Object point labels:
__________

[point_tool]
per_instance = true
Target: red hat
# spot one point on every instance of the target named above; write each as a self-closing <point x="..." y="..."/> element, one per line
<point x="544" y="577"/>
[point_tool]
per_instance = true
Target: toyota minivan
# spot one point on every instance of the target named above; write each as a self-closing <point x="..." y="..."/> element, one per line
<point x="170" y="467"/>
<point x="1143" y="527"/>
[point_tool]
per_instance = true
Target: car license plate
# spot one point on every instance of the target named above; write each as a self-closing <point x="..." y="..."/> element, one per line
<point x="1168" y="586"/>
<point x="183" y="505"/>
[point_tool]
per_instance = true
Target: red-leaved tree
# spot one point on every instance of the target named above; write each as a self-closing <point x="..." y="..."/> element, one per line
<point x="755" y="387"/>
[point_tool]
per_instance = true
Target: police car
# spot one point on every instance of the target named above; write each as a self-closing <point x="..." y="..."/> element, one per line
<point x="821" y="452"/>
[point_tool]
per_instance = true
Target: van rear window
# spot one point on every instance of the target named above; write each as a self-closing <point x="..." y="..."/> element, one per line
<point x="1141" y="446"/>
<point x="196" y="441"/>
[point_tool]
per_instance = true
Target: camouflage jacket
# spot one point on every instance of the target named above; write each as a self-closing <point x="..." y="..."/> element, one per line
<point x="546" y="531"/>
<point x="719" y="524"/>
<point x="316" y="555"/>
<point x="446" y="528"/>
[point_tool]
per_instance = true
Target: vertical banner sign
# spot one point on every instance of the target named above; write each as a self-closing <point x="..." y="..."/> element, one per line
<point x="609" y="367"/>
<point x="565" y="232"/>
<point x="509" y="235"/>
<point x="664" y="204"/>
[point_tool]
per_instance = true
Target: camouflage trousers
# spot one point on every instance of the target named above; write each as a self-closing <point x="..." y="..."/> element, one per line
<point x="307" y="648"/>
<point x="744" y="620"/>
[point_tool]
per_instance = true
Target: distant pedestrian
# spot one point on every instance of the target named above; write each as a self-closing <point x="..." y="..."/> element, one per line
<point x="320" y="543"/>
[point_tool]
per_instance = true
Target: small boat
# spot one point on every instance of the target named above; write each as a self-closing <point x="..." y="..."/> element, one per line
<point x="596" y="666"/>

__________

**Set task**
Restate the data above exactly, keeping each word as it stands.

**Result**
[point_tool]
per_instance = true
Target: red hat
# spot one point on every instance of the target named above; write each as a self-closing <point x="..." y="..."/> element, one per line
<point x="544" y="577"/>
[point_tool]
per_instance = true
Target: toyota minivan
# spot one point on every instance of the target named above; write each as a self-closing <point x="..." y="..."/> element, one per line
<point x="170" y="467"/>
<point x="1143" y="527"/>
[point_tool]
per_instance = true
Target: car license plate
# spot one point on every instance of the target named above; write each as a self-closing <point x="..." y="..."/> element, one per line
<point x="1168" y="586"/>
<point x="183" y="505"/>
[point_tool]
per_instance = true
Target: red-leaved tree
# spot one point on every instance of the target named above; write each as a self-closing <point x="..." y="..."/> element, one per line
<point x="755" y="387"/>
[point_tool]
per_instance = true
Target: police car
# spot one point on every instance of the target named above; write each as a self-closing <point x="..." y="..."/> element, one per line
<point x="821" y="452"/>
[point_tool]
per_instance = true
Target: van rear window
# spot one point on every instance of the target named above; write each as a self-closing <point x="..." y="..."/> element, one per line
<point x="1141" y="446"/>
<point x="196" y="441"/>
[point_tool]
per_instance = true
Target: camouflage jacket
# spot one point on every instance of the target named above; write each as a self-closing <point x="..." y="..."/> element, one per line
<point x="546" y="531"/>
<point x="719" y="524"/>
<point x="316" y="555"/>
<point x="446" y="528"/>
[point_tool]
per_instance = true
Target: vertical banner sign
# spot one point on every instance of the target named above; write each as a self-closing <point x="..." y="..."/> element, one per line
<point x="609" y="367"/>
<point x="565" y="232"/>
<point x="509" y="235"/>
<point x="664" y="204"/>
[point_tool]
per_instance = true
Target: camouflage trousers
# spot one point on every instance of the target named above; write each as a self-closing <point x="..." y="..."/> element, one per line
<point x="307" y="648"/>
<point x="744" y="620"/>
[point_tool]
per_instance = true
Target: distant pedestrian
# spot one point on every instance of the target named above; write each as a self-closing <point x="..." y="..."/> element, one per line
<point x="320" y="543"/>
[point_tool]
per_instance = true
Target: small boat
# spot one point on every instance of the target named above; write each as a self-closing <point x="..." y="..."/> element, one per line
<point x="596" y="666"/>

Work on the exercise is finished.